Задания:
1 - Отредактируйте фрагмент, воспроизведя его часть начиная со слов «Это великое человеческое» и далее вплоть до слов «из важнейших добродетелей...». При этом замените «Сахалине» на «Камчатке».
2 - Куда, согласно фрагменту, ещё до войны получила направление сестра?

Выбранный фрагмент:
◇ ◇ ◇ ◇ ◇ ◇ ◇

Сестра еще до войны получила направление на Алтай, в степные районы, в сельскую школу, для нее пока ничего не изменилось, она все равно должна была туда ехать, но как раз в июне начались госэкзамены, их она уже не сдала, провалила - не до того: была влюблена, быть может, впервые, он уходил на фронт, она тоже писала заявления, ее не брали - какие там госэкзамены!
Я помню, поезд шел мостом через Волгу, все смотрели в окна, прощались, все-таки они оставляли здесь целую жизнь, юность, дальше неизвестно что, несчастье вокруг приобретало характер катастрофы. Но я этого не понимал, просто пока что моя жизнь стала совсем иной, вокруг замелькали люди, их имена я не успевал запоминать, но входил в самые разные, а порой и непростые, близкие отношения, и само это разнообразие казалось поразительным.
У Толстого в "Отрочестве" есть рассуждение о том, что такого рода "отроческое прозрение" наступает однажды, вдруг. Так вот Николеньке Иртеневу во время "поездки на долгих" пришла в голову ясная мысль, что не только его семейство живет на свете, что не все интересы множества людей вертятся вокруг него и его близких - существует другая жизнь людей, не имеющих о них ни малейшего представления. Он глядит из экипажа на деревни и города, мимо которых они проезжают: мужики, бабы, лавочники, детишки, они не только им - проезжающим - не кланяются, но на них даже не смотрят. И он думает: что же их может занимать, если они о нас и не думают? Толстой утверждает, что хоть он, без сомнения, и прежде все это знал, но не сознавал, не чувствовал.
Тогда в Горьком, а потом в поезде в Сибирь, со мной произошло нечто похожее или попросту - то же самое. Я тоже прекрасно знал к тому времени, что, помимо нас, у людей, мне встречавшихся, своя жизнь и заботы, но, видимо, знал, не сознавая, не чувствуя. А это не одно и то же.
Это великое человеческое разнообразие, особость каждой жизни поражали меня еще очень долго, и, помню, много лет спустя, когда я работал в газете, на Сахалине, конкретно сталкиваясь со всякого рода разнообразием источником, так сказать, недисциплинированности и различных отклонений от нормы, оно меня на первых порах ставило в тупик. Казалось странным, что люди хитрят, друг друга обманывают и вообще имеют собственный интерес. Насколько проще было бы иметь дело с чем-то однородным, хотя бы в отношении к своему делу! Странное это было укоренившееся, наивно-романтическое представление о человеческом примитиве, как одной из важнейших добродетелей...

◇ ◇ ◇ ◇ ◇ ◇ ◇

Исходные данные:
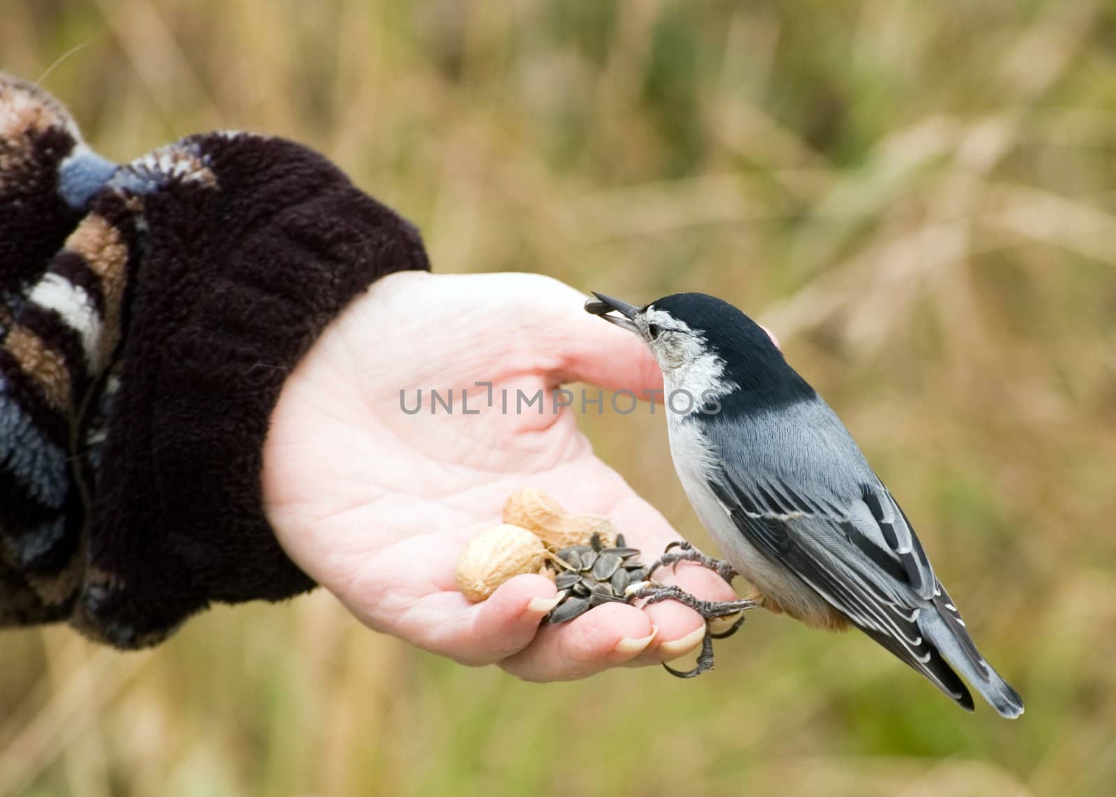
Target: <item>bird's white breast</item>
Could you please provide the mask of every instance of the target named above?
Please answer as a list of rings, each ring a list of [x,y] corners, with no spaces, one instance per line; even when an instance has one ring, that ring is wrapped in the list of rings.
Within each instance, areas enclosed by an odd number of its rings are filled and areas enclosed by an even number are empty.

◇ ◇ ◇ ◇ ◇ ◇ ◇

Ответы:
1 -
Это великое человеческое разнообразие, особость каждой жизни поражали меня еще очень долго, и, помню, много лет спустя, когда я работал в газете, на Камчатке, конкретно сталкиваясь со всякого рода разнообразием источником, так сказать, недисциплинированности и различных отклонений от нормы, оно меня на первых порах ставило в тупик. Казалось странным, что люди хитрят, друг друга обманывают и вообще имеют собственный интерес. Насколько проще было бы иметь дело с чем-то однородным, хотя бы в отношении к своему делу! Странное это было укоренившееся, наивно-романтическое представление о человеческом примитиве, как одной из важнейших добродетелей...

2 - На Алтай, в степные районы, в сельскую школу.